Exercise inputs below:

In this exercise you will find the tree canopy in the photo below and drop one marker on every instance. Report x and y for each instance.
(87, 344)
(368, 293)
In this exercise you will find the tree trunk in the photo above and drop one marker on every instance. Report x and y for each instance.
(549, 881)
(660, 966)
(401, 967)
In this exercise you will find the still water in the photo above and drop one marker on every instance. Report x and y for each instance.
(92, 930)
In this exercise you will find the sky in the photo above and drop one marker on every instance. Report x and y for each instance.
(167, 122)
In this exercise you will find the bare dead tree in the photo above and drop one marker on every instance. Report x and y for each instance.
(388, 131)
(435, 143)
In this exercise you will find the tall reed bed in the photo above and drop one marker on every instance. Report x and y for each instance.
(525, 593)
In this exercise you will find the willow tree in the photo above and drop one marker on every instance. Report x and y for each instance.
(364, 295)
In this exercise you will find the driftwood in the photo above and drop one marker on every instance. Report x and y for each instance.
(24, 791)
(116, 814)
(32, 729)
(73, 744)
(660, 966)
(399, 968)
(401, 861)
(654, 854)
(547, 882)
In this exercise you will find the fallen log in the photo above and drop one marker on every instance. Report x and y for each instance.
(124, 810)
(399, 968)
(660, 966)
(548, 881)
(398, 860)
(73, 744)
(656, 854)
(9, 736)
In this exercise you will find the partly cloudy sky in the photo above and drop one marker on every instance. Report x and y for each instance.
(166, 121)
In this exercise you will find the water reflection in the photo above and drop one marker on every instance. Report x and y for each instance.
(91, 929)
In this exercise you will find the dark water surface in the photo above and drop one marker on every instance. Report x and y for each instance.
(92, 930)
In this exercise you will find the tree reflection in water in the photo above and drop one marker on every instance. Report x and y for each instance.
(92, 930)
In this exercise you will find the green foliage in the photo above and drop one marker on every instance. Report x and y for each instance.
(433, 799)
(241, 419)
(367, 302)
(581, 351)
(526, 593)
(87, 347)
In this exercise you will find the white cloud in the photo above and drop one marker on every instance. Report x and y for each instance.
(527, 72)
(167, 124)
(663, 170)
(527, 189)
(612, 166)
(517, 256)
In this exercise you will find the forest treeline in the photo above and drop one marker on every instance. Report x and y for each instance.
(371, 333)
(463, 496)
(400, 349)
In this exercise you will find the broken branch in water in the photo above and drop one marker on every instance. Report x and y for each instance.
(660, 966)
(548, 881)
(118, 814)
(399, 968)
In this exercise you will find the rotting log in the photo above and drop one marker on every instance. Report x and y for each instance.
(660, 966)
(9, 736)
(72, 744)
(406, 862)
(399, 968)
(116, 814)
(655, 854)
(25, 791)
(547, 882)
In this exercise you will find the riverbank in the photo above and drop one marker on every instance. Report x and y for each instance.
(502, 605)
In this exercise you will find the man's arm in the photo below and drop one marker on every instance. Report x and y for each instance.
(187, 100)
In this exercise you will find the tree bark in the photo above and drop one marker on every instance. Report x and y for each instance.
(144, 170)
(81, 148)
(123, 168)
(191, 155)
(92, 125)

End of Exercise inputs.

--- Your goal ---
Would you give the entries back word for word?

--- Exercise answer ---
In this exercise you will find the tree canopy in the photo below and drop one marker on every instance. Report x and y for each instance.
(87, 344)
(368, 293)
In this exercise you will find the tree trunk in the photo above and drop one marker on every instance. Report x and y for each instance.
(549, 881)
(660, 966)
(401, 967)
In this exercise you will find the still water in the photo above and drop one marker on every instance. Report x and y for each instance.
(92, 930)
In this exercise you will find the sky in the photo above and drop one marker on every instance. Report x and y for each instance.
(167, 122)
In this exercise you will find the bare dead tree in the photo above and drop one marker on every instance. Report x and y for each instance.
(388, 131)
(435, 143)
In this exercise you will find the tall reed bed in the photo above and drop one marker on every instance. Report x and y for each instance.
(525, 593)
In this exercise you will find the willow tree in the photo above and drop one marker on every instance. Report x and y for each instance.
(364, 295)
In this exercise you will find the driftwood in the photo above and drop one marker on every instance. Report x and y for each instance.
(24, 791)
(116, 814)
(32, 729)
(73, 744)
(660, 966)
(399, 968)
(401, 861)
(654, 854)
(547, 882)
In this exercise you will find the fallen log in the photo above and drop one marker on every instance. Report x and y for each instance.
(124, 810)
(399, 968)
(660, 966)
(548, 881)
(398, 860)
(73, 744)
(656, 854)
(9, 736)
In this exercise you will find the partly cloudy sky in the photo above and drop one marker on every instance. Report x and y for each instance.
(166, 121)
In this exercise you will find the water reflection in the photo above and drop one marker on every instance. Report x and y for each instance.
(91, 929)
In this exercise you will find the dark water surface in the photo above and drop one marker on every instance. Report x and y for each instance.
(92, 930)
In this exercise you will find the tree reflection in water in the photo above and drop one marker on every instance. Report x and y for each instance.
(92, 930)
In this exercise you will find the green foliage in the photo above and drop one marker on every instance. Report x and y for each instance.
(433, 799)
(241, 419)
(367, 302)
(581, 351)
(526, 593)
(87, 347)
In this exercise you will find the white cloud in the photo above and drop one marker on every instance. Report x and y for each instance.
(527, 72)
(167, 124)
(663, 170)
(527, 189)
(612, 166)
(517, 256)
In this exercise you will find the forest treeline in the photo above and drop one marker on every instance. Report x and y for each instance.
(371, 333)
(463, 496)
(400, 349)
In this exercise you will find the broken branch in water in the photo above and drop one marker on every instance. Report x and y for each instance.
(660, 966)
(548, 881)
(118, 814)
(399, 968)
In this exercise you will find the rotting log in the photo above and drop one marker on every instance. Report x and y for each instance.
(660, 966)
(9, 736)
(72, 744)
(406, 862)
(399, 968)
(116, 814)
(655, 854)
(25, 791)
(547, 882)
In this exercise you will find the riverbank in the photo above and drop one marker on every instance. Report x and y for each instance.
(502, 605)
In this exercise you will find the man's arm in the photo below and drop one marker on every instance. Report x and y for each instance.
(187, 100)
In this exercise you will find the tree bark in the photo above and drop one marker on every instance. Report x and y for each instance.
(144, 170)
(81, 148)
(123, 168)
(191, 155)
(92, 125)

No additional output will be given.